**EXERCISE OBJECTIVE:** Starting at the line containing "Can you spot the walker in" and ending at the line containing "[[112, 321], [96, 307], [361, 295]]", lay out the records as a two-column CSV with the headers instruction and coordinates. Give one row per record, with its text and its answer each in a single quoted field and any line breaks replaced by spaces.

**PROVIDED INFORMATION:**
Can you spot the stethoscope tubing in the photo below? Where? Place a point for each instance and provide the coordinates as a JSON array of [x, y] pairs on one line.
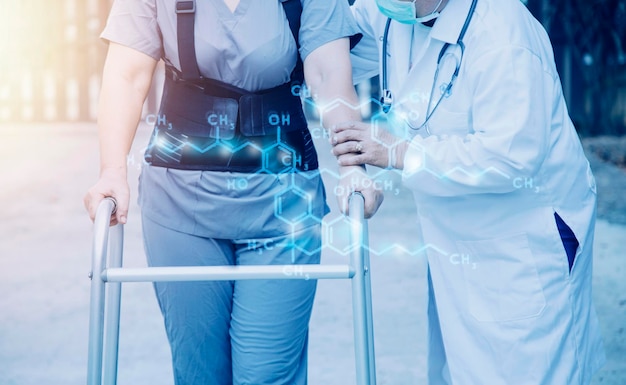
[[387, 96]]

==

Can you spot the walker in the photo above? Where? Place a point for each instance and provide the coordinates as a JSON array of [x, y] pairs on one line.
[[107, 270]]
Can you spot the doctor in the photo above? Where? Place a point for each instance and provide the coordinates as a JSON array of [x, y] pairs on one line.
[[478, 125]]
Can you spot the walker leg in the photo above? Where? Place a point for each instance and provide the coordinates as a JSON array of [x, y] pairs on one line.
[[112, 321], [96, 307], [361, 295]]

**RESULT FOR THIS TASK:**
instruction,coordinates
"Can you spot the walker in the photo above? Where? Place a point for each instance and provide the coordinates as a JSON array of [x, y] pairs on one line.","[[107, 270]]"
"Can you spot the doctor in the photo above? Where? Place a point for each instance and provide the coordinates as a JSON array of [x, y] pairs on one line.","[[478, 125]]"
"Can you spot the walker leg in the photo above? Where? Place a point for each instance and provide the coordinates as a JSON array of [x, y] pairs on one line.","[[112, 321], [96, 307], [361, 295]]"